Excerpt to read:

Mesothelioma diagnosis typically begins with a sufferer's visit to the doctor complaining of chronic chest pain. This pain is caused as a result of a buildup of fluid inside the pleural space; this is called pleural effusion and is the most common presenting symptom of malignant mesothelioma.
Preliminary mesothelioma detection can be achieved through a chest imagery scan (CT scan, x-ray); however, mesothelioma is often misdiagnosed as viral pneumonia at this stage because of certain symptomatic similarities between the two. The only way to definitively verify a suspected case of malignant mesothelioma is through a biopsy.
A biopsy is a relatively minor procedure (dependent on the location of the tumor) during which a small section of suspect tissue is removed. The removed section is examined by a histopathologist, an expert in the study of diseased tissue. Histopathological examination can confirm a case of malignant mesothelioma while also typing and staging it. Understanding the type and stage can help doctors suggest the best of treatment.
Histopathologists are focused on the microscopic study of diseased tissue. A field of pathology, histopathology is a particularly useful tool in forming an accurate diagnosis of cancer and other diseases. The first step in performing a histopathological examination is excising a section of suspect tissue from the patient in question (biopsy). In order to prevent the excised tissue from decaying, it is placed in a fixative (something that increases tissue durability), the most common of which is called formalin (formaldehyde mixed with water).
In order to be prepped for viewing under a high-powered microscope, tissue samples are bathed in a number of increasingly concentrated solutions of ethanol so as to dehydrate the tissue prior to it being dipped in a type of wax called paraffin. By undergoing this procedure, the tissue sample is transformed from a soft and moist section of tissue into a hard paraffin block. This process is called embedding and is performed for the purpose of making it possible to slice the tissue into incredibly thin sections (approximately five micrometers). The ultra-thin slices allow histopathologists to view the size and structure of individual tumor cells.
A tissue section with a thickness of five micrometers is virtually transparent, forcing histopathologists to "stain" the tissue with various types of pigments (hematoxylin and eosin are common) designed to make it viewable under the microscope. Once a section of tissue has been embedded and stained, it is ready for examination.
Histopathological examination provides a definitive mesothelioma diagnosis in addition to providing detailed information about the type of mesothelioma (pleural, peritoneal or pericardial) such as its cellular makeup. Mesothelioma cancer cells can be found in three distinct types: epithelioid, sarcomatoid and biphasic.
Epithelioid mesothelioma is the most common type of mesothelioma cancer cell, accounting for 50% to 70% of all mesothelioma cancer cells. Epithelioid cancer cells are distinguished by their unique cellular pattern. They are relatively uniform in shape with a tubular pattern and a clearly defined cell nucleus under magnification.
Sarcomatoid mesothelioma is the least common type of mesothelioma cancer cell, accounting for 10% to 15% of all mesothelioma cancer cells. Sarcomatoid cancer cells are typically oval shaped, but more irregular with a less visible cell nucleus under magnification.
Biphasic mesothelioma is the second most common type of mesothelioma cancer cell, accounting for 25% to 60% of all mesothelioma cancer cells. Biphasic cancer cells do not have a unique pattern because they are a combination of epithelioid cells and sarcomatoid cells. Biphasic mesothelioma cancer cells can be intertwined or isolated from one another across the tumor mass. The latter configuration can lead to a misdiagnosis of cellular type if an excised section of tissue contains only epithelioid or sarcomatoid cells.

Task set:
1. Name the three types of mesothelioma cancer cells listed in the passage on mesothelioma diagnosis.
2. Answer these questions from the passage on mesothelioma diagnosis:
(a) What is the most common presenting symptom of malignant mesothelioma?
(b) What is the most common fixative for excised tissue?
(c) About how thick are the tissue slices cut from the paraffin block?
3. Extract from the passage on mesothelioma diagnosis the stretch from "Histopathological examination provides" through "defined cell nucleus under magnification.".

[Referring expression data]
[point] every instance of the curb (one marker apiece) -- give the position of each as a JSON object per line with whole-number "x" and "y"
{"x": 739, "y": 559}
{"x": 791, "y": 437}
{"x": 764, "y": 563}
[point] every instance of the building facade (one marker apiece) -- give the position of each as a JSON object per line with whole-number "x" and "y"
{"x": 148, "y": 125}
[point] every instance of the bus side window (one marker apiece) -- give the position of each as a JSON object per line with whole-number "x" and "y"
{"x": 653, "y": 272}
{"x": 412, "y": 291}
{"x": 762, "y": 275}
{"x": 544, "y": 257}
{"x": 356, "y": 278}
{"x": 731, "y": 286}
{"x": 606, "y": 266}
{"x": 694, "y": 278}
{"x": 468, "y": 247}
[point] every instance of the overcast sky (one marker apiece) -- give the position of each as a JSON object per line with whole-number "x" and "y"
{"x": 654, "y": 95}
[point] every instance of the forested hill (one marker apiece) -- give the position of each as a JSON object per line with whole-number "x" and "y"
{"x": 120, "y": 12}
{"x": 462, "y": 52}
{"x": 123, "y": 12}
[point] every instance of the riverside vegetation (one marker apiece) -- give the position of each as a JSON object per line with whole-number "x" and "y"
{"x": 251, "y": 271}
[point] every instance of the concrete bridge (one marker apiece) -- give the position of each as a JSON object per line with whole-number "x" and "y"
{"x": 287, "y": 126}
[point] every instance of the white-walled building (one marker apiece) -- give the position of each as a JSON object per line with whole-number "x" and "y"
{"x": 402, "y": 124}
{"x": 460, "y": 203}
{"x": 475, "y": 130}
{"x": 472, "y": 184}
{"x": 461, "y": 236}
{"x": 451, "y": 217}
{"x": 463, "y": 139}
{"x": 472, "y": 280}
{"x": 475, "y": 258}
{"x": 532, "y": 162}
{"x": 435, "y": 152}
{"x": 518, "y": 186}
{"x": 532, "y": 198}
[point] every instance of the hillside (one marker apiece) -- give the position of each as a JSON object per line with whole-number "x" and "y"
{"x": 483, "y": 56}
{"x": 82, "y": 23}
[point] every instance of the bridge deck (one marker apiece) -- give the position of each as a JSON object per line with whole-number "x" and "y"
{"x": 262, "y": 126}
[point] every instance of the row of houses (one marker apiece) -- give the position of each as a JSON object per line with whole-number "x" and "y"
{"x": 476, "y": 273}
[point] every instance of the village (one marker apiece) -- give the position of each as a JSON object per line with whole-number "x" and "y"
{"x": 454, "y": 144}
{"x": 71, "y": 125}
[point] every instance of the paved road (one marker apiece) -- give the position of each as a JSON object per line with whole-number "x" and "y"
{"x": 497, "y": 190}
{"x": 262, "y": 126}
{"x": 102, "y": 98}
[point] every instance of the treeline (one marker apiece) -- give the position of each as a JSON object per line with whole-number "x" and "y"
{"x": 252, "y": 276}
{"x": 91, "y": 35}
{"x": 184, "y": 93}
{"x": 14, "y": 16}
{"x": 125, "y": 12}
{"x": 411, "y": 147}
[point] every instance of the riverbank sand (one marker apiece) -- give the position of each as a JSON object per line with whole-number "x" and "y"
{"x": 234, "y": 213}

Answers:
1. Epithelioid, sarcomatoid, biphasic

2.
(a) Pleural effusion, a buildup of fluid inside the pleural space
(b) Formalin (formaldehyde mixed with water)
(c) Approximately five micrometers

3.
Histopathological examination provides a definitive mesothelioma diagnosis in addition to providing detailed information about the type of mesothelioma (pleural, peritoneal or pericardial) such as its cellular makeup. Mesothelioma cancer cells can be found in three distinct types: epithelioid, sarcomatoid and biphasic.
Epithelioid mesothelioma is the most common type of mesothelioma cancer cell, accounting for 50% to 70% of all mesothelioma cancer cells. Epithelioid cancer cells are distinguished by their unique cellular pattern. They are relatively uniform in shape with a tubular pattern and a clearly defined cell nucleus under magnification.